- _ASSIGNMENT_
From the first line to the last, print the data exactly as it appears.

==== GIVEN DATA ====

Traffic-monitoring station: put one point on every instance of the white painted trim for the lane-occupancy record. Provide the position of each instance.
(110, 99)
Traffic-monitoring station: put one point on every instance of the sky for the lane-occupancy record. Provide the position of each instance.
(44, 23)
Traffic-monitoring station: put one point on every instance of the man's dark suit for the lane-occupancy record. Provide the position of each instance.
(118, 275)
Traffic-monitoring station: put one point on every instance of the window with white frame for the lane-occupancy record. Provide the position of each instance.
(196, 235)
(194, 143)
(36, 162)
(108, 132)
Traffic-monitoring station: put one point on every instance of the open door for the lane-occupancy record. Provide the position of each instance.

====

- _ANSWER FOR THIS EXERCISE_
Traffic-monitoring station: put one point on every instance of the white painted trim for the lane-occupancy record. Provide the position of each instance.
(110, 99)
Traffic-monitoring station: put one point on every instance of the sky for the lane-occupancy record. Provide the position of each instance.
(44, 23)
Traffic-monitoring station: put one point on every instance of the man's dark suit for the lane-occupancy record. Provide the position of each instance.
(118, 275)
Traffic-monitoring station: put one point on every instance of the window with white frame for the lane-occupancy record. Provide the position of each instance.
(196, 235)
(194, 143)
(36, 162)
(108, 132)
Traffic-monitoring station: put one point on every instance of the open door for the lane-occupancy record. Provide the position of each instance.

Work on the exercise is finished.